## Extracted text
════════════════════
Saturday, December 3, 2016

The Collapse of the Body's Ecosystem?


thescientist |  Many people with Parkinson’s disease have digestive symptoms like constipation years before they have neurological symptoms, and scientists have found differences in the gut microbiome compositions of patients with Parkinson’s disease and healthy controls. But whether and how gut microbes contribute to the pathology and symptoms of the disease has been an open question.

In a study published today (December 1) in Cell, a team led by Timothy Sampson and Sarkis Mazmanian of Caltech demonstrate that gut microbiota promote neuroinflammation and motor deficits in a mouse model of Parkinson’s disease. The researchers also identify a possible mechanism for the influence of intestinal microbes and on the development of the disease in mice.

“It’s a beautiful study,” Justin Sonnenburg of Stanford University School of Medicine, who did not participate in the work, told The Scientist. “It’s really a first in establishing that gut microbes can not only contribute, but appear to play a causal role in neurodegenerative disease in this mouse model,” he added.
════════════════════
## Data shown

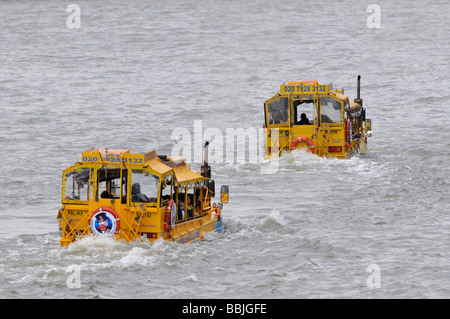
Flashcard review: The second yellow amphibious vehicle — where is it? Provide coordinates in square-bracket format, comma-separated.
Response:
[264, 76, 372, 158]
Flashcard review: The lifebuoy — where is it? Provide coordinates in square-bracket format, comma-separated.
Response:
[89, 207, 120, 235]
[291, 136, 314, 154]
[164, 199, 177, 230]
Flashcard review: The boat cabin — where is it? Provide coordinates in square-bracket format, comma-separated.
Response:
[57, 148, 228, 246]
[264, 77, 371, 158]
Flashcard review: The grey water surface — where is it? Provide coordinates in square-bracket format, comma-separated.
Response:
[0, 0, 450, 299]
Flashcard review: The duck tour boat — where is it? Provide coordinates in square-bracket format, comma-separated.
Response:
[264, 76, 372, 158]
[57, 143, 228, 246]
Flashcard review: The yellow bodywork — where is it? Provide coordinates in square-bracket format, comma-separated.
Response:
[57, 149, 228, 246]
[264, 78, 371, 158]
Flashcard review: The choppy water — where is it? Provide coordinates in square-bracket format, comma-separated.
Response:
[0, 0, 450, 298]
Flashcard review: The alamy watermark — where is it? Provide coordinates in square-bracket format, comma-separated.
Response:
[366, 4, 381, 29]
[66, 264, 81, 289]
[66, 4, 81, 29]
[170, 120, 279, 174]
[366, 264, 381, 289]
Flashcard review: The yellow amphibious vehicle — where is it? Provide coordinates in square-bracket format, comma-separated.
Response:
[57, 145, 228, 246]
[264, 76, 372, 158]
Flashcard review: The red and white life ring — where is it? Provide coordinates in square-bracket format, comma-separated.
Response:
[164, 199, 177, 231]
[345, 119, 350, 143]
[89, 207, 120, 235]
[291, 136, 314, 154]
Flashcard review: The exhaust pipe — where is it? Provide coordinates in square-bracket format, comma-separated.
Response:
[355, 75, 362, 106]
[201, 142, 211, 178]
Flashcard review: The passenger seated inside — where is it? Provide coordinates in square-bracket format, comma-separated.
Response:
[187, 196, 194, 218]
[295, 113, 311, 125]
[131, 183, 150, 203]
[100, 191, 114, 198]
[178, 200, 184, 221]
════════════════════
## What this exercise asks
a) Answer these questions using the article on gut microbes and Parkinson's disease:
(i) What digestive symptom do many people with Parkinson's disease have years before neurological symptoms?
(ii) In which journal was the study by Sampson and Mazmanian's team published?
(iii) At what institution does Justin Sonnenburg work?
b) Extend the article on gut microbes and Parkinson's disease, starting after its last sentence.
You won't need the items for what comes next.

## Outputs by task
a)
(i) Constipation.
(ii) Cell.
(iii) Stanford University School of Medicine.

b)
Sampson, Mazmanian, and colleagues used transgenic mice that overexpress human α-synuclein, the protein that forms the insoluble aggregates that are a hallmark of Parkinson’s disease. These mice exhibit deficits in motor function and gut motility.

Transgenic animals raised germ-free or treated with antibiotics performed better at motor tasks and maintained fecal output, as compared to those with typical microbiota, the researchers reported. Mice without intestinal microbes or those receiving antibiotic treatment also developed fewer α-synuclein aggregates in their brains than did their counterparts with intestinal microbes. In other words, in transgenic mice without intestinal bacteria and in those treated with antibiotics, both Parkinson’s-like symptoms and brain pathology decreased.